- **Goal of the exercise**
Collect every line of the material below that contains the word "loose", and copy each line in full.

The data START

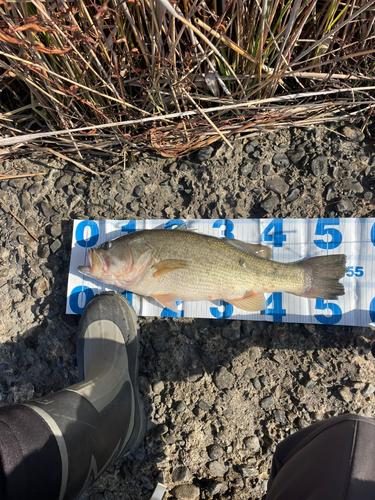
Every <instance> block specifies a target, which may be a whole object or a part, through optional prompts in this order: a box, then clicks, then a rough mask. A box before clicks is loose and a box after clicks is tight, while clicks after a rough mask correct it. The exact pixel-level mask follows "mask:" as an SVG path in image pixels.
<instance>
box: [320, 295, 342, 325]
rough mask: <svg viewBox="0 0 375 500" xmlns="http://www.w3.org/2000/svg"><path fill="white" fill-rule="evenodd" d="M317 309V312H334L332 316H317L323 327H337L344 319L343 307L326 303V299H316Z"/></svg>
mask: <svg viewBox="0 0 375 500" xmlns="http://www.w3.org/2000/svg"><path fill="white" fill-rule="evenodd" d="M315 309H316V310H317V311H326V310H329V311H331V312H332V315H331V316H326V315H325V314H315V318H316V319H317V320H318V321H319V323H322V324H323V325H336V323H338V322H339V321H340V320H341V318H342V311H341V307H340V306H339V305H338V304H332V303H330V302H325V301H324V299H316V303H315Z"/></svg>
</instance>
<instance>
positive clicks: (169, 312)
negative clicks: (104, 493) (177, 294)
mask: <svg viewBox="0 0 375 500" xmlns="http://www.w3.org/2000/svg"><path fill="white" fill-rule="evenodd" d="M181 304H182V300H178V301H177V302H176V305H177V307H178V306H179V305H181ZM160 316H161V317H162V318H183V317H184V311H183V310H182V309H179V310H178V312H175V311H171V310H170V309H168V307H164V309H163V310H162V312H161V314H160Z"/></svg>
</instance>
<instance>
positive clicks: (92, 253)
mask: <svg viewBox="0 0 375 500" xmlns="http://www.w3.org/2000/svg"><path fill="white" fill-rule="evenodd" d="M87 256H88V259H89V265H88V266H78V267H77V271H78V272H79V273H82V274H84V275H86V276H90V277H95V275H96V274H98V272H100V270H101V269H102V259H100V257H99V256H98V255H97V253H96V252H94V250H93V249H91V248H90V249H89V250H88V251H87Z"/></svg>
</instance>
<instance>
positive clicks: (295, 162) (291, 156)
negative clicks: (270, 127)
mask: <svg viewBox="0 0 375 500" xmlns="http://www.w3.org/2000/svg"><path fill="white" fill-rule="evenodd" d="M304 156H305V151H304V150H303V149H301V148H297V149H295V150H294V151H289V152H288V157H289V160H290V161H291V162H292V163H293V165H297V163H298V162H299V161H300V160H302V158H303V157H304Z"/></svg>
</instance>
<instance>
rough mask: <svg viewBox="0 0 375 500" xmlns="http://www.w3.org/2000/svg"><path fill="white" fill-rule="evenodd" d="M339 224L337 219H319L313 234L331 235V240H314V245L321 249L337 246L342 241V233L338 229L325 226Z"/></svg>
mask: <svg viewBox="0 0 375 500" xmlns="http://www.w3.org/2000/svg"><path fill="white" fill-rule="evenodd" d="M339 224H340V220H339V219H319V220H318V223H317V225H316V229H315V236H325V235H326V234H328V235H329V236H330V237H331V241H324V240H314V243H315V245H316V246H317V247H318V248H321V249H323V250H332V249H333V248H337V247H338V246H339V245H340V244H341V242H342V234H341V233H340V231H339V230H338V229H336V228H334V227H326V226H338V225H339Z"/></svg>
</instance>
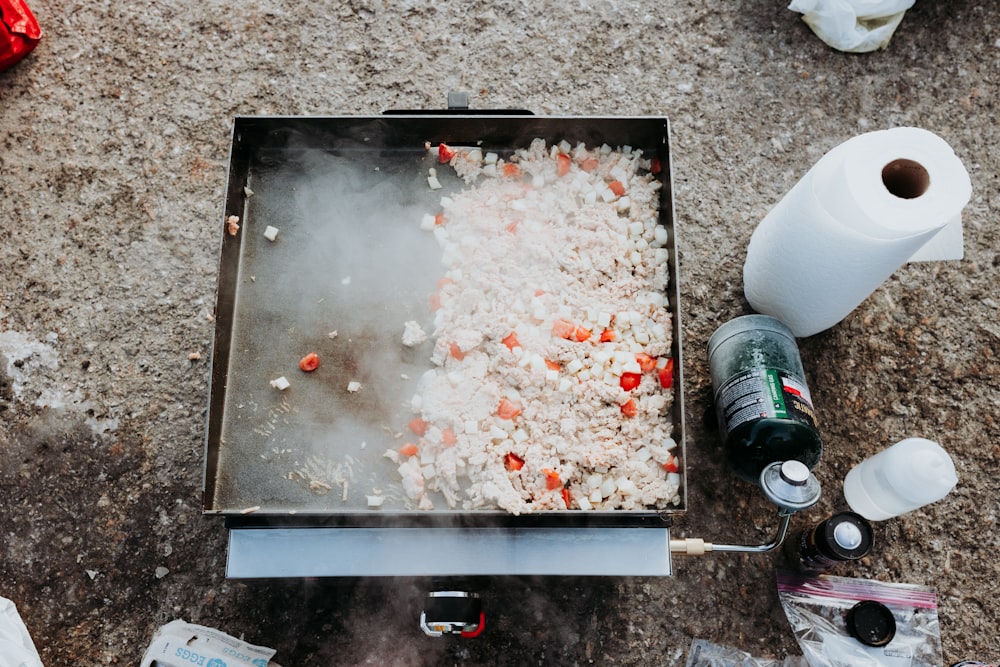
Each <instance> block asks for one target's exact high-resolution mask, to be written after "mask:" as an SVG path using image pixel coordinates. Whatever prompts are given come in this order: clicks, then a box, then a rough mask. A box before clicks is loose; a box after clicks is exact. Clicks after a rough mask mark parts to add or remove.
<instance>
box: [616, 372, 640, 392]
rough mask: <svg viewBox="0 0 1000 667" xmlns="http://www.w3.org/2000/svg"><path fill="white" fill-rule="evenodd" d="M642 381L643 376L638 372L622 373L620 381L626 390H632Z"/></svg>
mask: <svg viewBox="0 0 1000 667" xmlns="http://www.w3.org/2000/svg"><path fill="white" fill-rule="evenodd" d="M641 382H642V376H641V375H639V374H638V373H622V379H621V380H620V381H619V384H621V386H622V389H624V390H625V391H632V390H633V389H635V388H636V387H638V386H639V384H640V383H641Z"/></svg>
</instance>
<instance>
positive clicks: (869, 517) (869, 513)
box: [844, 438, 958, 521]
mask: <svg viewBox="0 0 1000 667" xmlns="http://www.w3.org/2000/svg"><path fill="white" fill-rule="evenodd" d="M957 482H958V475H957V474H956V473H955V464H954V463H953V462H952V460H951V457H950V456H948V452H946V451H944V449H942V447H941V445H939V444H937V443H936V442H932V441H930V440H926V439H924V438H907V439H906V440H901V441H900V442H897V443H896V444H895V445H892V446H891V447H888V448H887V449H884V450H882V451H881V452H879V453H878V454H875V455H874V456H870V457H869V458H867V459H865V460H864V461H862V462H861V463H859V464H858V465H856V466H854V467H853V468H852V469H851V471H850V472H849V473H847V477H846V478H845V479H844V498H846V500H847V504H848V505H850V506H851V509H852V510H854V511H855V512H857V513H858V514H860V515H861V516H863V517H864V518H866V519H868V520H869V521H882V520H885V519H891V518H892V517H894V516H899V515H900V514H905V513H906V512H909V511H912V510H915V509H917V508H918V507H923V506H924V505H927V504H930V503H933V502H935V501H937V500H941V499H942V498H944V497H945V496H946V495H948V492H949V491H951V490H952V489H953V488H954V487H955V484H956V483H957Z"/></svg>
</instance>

The data END

- **Expected answer**
Every <instance> block specifies a target, which may be a whole object or a part, through optional prompts in this order: a box, then clicks, then a rough mask. A box before clicks is loose and a box after clicks is tight, while clicks after a rough mask correct it. The exact pixel-level mask follows "mask:" as an SVG path in image pixels.
Each <instance> block asks for one target's exact high-resolution mask, to be written after "mask:" as an SVG path using image pixel coordinates. Whatever prompts are given come in this order: clicks, then a box, then a rough mask. A box before clicks is loose; a box after clicks is exact. Clicks after a rough mask mark parts to add or remove.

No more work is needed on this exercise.